(Stated task): Starting at the line that contains "Please provide the mask of every instance of the dry" and continuing through the end of the records, rewrite those lines with "dry brown vegetation" swapped for "dead brown grass" and nothing else changed.

(Provided records):

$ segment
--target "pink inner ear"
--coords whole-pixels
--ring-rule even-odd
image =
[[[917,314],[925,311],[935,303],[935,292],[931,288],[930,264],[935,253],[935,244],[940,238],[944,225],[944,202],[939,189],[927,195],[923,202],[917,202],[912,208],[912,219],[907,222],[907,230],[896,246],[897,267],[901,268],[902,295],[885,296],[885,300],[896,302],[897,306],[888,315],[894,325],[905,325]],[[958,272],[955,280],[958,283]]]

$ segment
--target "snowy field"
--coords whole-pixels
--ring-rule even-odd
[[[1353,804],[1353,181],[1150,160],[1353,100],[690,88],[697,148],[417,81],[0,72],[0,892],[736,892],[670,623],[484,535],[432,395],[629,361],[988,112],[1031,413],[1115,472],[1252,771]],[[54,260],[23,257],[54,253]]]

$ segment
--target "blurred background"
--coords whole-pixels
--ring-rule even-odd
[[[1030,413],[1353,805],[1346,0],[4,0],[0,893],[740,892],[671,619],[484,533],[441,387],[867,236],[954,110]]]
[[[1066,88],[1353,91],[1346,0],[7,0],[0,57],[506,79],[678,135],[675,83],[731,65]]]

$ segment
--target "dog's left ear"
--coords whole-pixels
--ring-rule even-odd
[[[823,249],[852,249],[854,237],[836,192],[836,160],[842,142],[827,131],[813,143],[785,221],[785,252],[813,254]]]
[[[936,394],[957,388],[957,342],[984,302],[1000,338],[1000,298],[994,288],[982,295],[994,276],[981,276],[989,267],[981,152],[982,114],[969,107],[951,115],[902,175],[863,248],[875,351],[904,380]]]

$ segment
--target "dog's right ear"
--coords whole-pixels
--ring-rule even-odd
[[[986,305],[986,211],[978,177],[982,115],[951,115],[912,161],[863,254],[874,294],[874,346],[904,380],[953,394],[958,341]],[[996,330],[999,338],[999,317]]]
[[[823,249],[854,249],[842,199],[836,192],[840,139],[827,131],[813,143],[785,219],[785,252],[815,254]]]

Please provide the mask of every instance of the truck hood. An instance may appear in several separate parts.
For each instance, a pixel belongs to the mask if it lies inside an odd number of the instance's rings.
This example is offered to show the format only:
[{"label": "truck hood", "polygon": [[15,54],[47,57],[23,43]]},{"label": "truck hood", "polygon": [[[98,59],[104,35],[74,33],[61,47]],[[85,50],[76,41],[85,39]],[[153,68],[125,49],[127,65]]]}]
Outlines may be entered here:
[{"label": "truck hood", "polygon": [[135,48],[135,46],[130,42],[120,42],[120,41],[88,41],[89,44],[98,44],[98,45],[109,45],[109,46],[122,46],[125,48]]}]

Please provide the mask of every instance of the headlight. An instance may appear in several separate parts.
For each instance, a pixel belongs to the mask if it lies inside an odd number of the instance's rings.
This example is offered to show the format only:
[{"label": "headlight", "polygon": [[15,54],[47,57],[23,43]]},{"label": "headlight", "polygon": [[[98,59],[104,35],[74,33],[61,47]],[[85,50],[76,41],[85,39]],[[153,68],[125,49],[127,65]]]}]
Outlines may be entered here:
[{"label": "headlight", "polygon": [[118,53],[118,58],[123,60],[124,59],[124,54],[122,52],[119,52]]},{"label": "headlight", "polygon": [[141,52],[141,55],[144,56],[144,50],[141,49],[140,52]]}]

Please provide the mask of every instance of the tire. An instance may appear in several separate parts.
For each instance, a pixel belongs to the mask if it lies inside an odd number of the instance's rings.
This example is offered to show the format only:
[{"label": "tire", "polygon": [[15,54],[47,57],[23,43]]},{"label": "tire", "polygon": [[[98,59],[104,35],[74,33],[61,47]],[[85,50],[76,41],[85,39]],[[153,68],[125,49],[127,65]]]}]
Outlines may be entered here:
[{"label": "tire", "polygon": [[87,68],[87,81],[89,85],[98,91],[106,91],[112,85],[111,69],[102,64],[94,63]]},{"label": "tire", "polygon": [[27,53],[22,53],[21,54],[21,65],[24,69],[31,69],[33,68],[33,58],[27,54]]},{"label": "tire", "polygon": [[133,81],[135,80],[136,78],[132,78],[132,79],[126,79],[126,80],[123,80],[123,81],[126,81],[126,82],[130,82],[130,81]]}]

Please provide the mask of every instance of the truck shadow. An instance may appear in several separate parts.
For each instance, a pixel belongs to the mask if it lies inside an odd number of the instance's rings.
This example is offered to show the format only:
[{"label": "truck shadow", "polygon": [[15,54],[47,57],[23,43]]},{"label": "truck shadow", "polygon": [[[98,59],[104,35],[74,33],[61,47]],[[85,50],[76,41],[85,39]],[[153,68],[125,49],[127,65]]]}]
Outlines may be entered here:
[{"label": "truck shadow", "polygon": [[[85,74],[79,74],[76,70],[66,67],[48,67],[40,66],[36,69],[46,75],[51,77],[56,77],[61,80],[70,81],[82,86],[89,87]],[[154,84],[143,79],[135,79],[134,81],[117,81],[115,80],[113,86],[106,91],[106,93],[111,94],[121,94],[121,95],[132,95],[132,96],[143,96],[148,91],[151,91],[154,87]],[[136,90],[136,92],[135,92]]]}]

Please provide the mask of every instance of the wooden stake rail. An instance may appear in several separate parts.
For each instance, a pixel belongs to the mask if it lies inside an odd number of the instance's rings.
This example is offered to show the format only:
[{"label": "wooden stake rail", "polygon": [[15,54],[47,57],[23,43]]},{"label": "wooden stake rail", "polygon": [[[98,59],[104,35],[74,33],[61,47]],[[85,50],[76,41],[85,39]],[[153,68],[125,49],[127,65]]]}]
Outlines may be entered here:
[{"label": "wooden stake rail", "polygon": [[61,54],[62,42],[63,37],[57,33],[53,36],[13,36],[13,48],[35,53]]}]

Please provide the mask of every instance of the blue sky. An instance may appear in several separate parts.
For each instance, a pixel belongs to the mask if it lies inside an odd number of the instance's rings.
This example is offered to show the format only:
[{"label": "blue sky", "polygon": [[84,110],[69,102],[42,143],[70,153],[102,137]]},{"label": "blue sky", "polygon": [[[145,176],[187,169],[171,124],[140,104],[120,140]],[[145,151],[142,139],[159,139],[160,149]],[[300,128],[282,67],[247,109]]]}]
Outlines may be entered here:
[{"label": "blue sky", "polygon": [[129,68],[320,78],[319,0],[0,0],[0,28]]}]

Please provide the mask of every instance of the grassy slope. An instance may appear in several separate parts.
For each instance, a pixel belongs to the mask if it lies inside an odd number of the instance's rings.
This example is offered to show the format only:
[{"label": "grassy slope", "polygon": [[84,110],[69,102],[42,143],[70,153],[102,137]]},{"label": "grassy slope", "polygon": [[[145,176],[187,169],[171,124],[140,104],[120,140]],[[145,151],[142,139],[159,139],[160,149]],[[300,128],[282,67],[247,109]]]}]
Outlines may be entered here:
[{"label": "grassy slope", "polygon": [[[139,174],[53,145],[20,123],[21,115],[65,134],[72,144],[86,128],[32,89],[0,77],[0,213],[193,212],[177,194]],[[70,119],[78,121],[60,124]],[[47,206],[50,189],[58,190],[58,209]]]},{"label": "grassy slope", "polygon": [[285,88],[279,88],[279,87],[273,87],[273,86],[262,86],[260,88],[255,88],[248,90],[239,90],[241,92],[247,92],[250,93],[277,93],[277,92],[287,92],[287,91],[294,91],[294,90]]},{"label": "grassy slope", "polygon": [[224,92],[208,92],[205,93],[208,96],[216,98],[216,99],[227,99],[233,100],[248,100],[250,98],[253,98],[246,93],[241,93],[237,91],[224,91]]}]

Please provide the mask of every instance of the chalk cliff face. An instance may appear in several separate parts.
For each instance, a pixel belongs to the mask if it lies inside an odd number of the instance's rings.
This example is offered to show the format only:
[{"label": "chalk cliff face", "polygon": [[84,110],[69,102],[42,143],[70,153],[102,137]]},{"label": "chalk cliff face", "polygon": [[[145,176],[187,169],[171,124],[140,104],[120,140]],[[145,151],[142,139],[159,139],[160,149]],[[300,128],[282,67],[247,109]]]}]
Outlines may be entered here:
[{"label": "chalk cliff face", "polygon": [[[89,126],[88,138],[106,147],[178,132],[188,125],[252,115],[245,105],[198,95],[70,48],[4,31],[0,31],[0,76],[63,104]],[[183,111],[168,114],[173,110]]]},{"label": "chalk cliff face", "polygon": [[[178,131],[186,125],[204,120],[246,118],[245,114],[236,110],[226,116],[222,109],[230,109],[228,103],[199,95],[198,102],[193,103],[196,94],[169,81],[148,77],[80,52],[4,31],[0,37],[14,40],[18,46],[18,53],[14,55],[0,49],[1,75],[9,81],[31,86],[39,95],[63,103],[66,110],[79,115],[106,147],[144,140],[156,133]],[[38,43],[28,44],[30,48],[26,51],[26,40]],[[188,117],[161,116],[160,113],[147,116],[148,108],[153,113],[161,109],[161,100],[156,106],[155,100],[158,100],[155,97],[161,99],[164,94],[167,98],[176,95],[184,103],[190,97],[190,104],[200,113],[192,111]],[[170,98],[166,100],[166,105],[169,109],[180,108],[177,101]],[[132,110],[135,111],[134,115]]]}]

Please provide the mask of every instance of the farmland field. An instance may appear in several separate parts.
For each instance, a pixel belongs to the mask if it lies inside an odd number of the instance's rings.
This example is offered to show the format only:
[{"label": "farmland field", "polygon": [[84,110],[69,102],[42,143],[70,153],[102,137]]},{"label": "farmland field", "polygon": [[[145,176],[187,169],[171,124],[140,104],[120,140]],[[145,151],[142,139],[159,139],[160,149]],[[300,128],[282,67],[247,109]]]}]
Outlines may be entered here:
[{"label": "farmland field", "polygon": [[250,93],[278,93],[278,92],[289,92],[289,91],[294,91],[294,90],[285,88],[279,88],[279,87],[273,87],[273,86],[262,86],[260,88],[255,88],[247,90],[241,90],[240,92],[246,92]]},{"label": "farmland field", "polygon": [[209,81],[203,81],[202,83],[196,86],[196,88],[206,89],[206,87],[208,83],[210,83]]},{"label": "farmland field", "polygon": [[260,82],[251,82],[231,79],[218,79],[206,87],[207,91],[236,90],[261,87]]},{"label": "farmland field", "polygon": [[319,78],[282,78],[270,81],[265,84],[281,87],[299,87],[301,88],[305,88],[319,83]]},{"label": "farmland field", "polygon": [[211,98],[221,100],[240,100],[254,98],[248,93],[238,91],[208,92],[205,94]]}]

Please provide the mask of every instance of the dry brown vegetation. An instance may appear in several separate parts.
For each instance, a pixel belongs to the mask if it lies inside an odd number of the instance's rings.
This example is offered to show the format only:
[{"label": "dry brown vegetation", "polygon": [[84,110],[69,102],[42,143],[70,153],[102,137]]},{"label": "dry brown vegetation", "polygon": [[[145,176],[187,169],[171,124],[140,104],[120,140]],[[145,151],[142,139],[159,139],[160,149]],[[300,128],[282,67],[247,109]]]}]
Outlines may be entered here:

(Answer for the task):
Please provide the mask of every instance of the dead brown grass. An instance may appear in several separate parts.
For each instance, a pixel belongs to the mask if it lies inside an odd number of the instance's rings.
This example is offered to show the format only:
[{"label": "dead brown grass", "polygon": [[84,110],[69,102],[42,143],[70,153],[102,137]]},{"label": "dead brown grass", "polygon": [[[145,176],[187,169],[171,124],[140,104],[120,140]],[[145,151],[142,139],[159,139],[160,149]],[[300,128],[282,67],[247,109]]]}]
Outlines may be entered here:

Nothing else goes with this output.